▸ **EXCERPTED PASSAGE**
Efficacy and safety of direct oral anticoagulants in patients with device-detected atrial fibrillation with and without dose reduction criteria: a pooled analysis of ARTESiA and NOAH-AFNET 6
European Heart Journal

Abstract
In patients with device-detected atrial fibrillation (AF), direct oral anticoagulants (DOACs), as compared to aspirin or placebo, reduce thrombotic events and increase major bleeding.
We explored whether the effects of DOAC differ according to whether patients with device-detected AF met dose adjustment criteria.
We performed pre-specified secondary analyses and a trial-level pooled analysis of the ARTESiA and NOAH-AFNET 6 randomized trials. We stratified analyses based on whether or not patients met DOAC dose reduction criteria.
Among 4,012 patients in ARTESiA, 10.4% met apixaban dose reduction criteria. Among 2,354 patients in NOAH-AFNET 6, 28.4% met edoxaban dose reduction criteria.
DOACs, as compared to aspirin or placebo, decreased the risk of a composite of all-cause stroke or systemic embolism both in patients with dose adjustment criteria (1.0% vs 2.0% per patient year; risk ratio [RR] 0.50, 95% confidence interval [CI] 0.26-0.97) and in those who met standard dose criteria (0.8% vs 1.2% per patient year, RR 0.69, 95% CI 0.51-0.94); there was no evidence of treatment interaction (p interaction = 0.38).

▸ **TASK DIRECTIONS**
Carry on with the abstract of the pooled anticoagulant analysis from the point where it stops. The lines that come next can be ignored.

▸ **GIVEN INFORMATION**
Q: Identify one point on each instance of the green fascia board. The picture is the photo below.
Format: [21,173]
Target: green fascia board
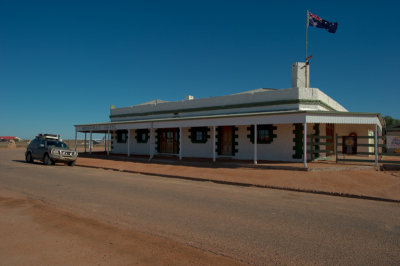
[232,115]
[232,106]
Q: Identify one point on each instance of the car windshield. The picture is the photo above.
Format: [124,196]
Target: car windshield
[57,143]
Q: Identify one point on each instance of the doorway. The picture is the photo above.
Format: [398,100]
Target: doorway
[330,146]
[226,140]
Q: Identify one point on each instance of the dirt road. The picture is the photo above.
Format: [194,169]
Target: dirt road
[34,233]
[153,220]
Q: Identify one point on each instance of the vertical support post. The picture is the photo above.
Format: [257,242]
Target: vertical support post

▸ **REPLY**
DOACs tended to have a greater decrease in the risk of the composite of stroke, systemic embolism, myocardial infarction, pulmonary embolism or cardiovascular death in patients who were dose adjusted (4.0% vs 6.2% per patient year, RR 0.67, 95% CI 0.48-0.92) as compared to patients who received standard dose (2.7% vs 3.0% per patient year, RR 0.91, 95% CI 0.76-1.09); there was borderline significance for a subgroup effect (p interaction= 0.10). In NOAH-AFNET 6, patients fulfilling dose adjustment criteria had a greater benefit of edoxaban (p interaction = 0.03) than those fulfilling standard dose criteria.
DOACs increased the risk of major bleeding both in patients who were dose adjusted (2.7% vs 2.0%, RR 1.35, 95% CI 0.83-2.21) and those who received standard dose (1.5% vs 0.9%, RR 1.69, 95% CI 1.04-2.75); (interaction p value = 0.52).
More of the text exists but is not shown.